___ Records provided

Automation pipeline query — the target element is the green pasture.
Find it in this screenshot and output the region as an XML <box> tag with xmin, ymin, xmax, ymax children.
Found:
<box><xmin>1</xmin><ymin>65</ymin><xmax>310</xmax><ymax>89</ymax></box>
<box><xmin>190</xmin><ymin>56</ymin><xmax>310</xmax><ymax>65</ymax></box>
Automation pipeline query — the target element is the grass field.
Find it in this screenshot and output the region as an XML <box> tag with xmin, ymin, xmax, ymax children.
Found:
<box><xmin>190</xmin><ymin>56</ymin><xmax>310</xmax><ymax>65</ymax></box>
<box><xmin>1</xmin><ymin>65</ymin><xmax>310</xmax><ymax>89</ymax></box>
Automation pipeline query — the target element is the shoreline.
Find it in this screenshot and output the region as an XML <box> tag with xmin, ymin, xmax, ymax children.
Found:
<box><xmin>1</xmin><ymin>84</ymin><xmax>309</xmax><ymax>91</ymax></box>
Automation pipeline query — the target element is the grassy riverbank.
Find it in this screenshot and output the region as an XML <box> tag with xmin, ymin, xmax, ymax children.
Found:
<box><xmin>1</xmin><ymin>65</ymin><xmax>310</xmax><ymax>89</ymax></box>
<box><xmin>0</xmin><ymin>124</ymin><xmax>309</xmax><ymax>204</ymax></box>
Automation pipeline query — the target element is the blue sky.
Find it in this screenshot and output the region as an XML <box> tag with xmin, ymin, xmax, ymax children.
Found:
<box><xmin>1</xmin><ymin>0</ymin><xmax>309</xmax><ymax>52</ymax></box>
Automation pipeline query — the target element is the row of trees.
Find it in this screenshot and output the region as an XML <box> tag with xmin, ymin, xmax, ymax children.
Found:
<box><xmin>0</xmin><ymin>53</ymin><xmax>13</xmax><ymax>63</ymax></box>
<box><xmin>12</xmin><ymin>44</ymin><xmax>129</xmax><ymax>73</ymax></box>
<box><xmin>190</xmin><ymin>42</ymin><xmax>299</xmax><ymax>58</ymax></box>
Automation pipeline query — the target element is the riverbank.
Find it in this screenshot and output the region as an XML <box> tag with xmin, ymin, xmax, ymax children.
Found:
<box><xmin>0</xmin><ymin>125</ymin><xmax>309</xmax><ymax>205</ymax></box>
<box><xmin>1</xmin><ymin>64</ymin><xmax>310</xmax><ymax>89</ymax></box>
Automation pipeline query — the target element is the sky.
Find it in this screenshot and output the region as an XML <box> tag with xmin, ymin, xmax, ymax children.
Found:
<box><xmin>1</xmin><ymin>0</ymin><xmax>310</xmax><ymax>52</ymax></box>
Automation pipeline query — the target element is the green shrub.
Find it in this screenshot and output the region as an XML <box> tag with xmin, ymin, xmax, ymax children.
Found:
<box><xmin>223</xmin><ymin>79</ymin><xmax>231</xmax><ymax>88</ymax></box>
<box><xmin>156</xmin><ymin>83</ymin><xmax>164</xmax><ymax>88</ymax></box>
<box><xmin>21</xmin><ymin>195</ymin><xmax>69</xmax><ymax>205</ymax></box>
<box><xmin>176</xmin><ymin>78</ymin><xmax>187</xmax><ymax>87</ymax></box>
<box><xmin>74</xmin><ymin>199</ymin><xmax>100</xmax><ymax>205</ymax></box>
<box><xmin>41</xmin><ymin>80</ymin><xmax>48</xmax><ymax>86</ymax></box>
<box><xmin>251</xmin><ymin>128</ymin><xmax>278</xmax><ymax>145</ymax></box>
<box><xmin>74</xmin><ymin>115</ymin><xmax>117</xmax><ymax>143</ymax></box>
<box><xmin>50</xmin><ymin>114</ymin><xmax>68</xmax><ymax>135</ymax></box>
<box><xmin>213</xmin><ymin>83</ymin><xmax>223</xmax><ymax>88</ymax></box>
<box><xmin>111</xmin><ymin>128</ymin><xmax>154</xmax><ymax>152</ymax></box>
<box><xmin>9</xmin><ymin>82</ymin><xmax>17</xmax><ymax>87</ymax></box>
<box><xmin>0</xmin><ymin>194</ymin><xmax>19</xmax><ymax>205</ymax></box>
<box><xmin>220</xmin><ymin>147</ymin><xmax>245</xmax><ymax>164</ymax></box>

______

__What you need to do__
List every line in the records above that contains the word "riverbank".

__Worked solution__
Automation pipeline query — the target element is the grassy riverbank.
Automation pipeline query — the target element is the riverbank.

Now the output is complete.